DO THIS ▸ Rewrite the part of the records that opens with the line containing "Ground woman's ear in the image above." and runs through the end of the records, replacing "Use pixel coordinates" with "Give pixel coordinates" and leaving everything else unchanged.

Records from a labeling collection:
*-*-*

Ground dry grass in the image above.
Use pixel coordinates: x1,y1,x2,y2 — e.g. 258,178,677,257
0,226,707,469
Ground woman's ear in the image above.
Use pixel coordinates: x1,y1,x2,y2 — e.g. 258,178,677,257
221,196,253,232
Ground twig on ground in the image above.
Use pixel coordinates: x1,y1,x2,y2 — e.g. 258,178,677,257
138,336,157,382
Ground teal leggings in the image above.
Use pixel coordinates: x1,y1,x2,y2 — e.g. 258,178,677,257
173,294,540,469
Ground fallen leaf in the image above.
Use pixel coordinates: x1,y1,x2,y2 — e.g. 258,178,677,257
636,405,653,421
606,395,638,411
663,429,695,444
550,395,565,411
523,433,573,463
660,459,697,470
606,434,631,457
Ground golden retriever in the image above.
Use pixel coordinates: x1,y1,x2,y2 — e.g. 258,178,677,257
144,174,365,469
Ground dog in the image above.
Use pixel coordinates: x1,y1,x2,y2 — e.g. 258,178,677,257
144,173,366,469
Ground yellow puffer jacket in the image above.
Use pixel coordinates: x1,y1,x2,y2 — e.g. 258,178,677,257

*-*-*

OUTPUT ▸
Ground woman's ear in the image above.
Give pixel coordinates: x1,y1,x2,y2 — e.g. 258,178,677,257
221,196,253,232
Ground twig on ground in the image above.
Give pixel coordinates: x1,y1,x2,y2 — e.g. 258,178,677,257
138,336,157,382
Ground teal leggings in the image above.
Give pixel coordinates: x1,y1,x2,y2 — e.g. 258,178,677,257
173,294,540,469
Ground fallen leaf in the image above.
Give pixel coordinates: x1,y1,x2,y2 — e.g. 258,178,677,257
636,405,653,421
606,395,638,411
663,429,695,444
550,395,565,411
523,433,573,463
660,459,697,470
606,434,631,457
Ground golden retriever in the image above.
Give pixel coordinates: x1,y1,x2,y2 — e.g. 258,178,677,257
144,174,365,469
Ground dog in the image above.
Give pixel coordinates: x1,y1,x2,y2 — e.g. 258,178,677,257
144,173,366,469
Ground yellow puffer jacket in the image above.
Give pixel coordinates: x1,y1,x2,y2 — e.g. 258,178,677,257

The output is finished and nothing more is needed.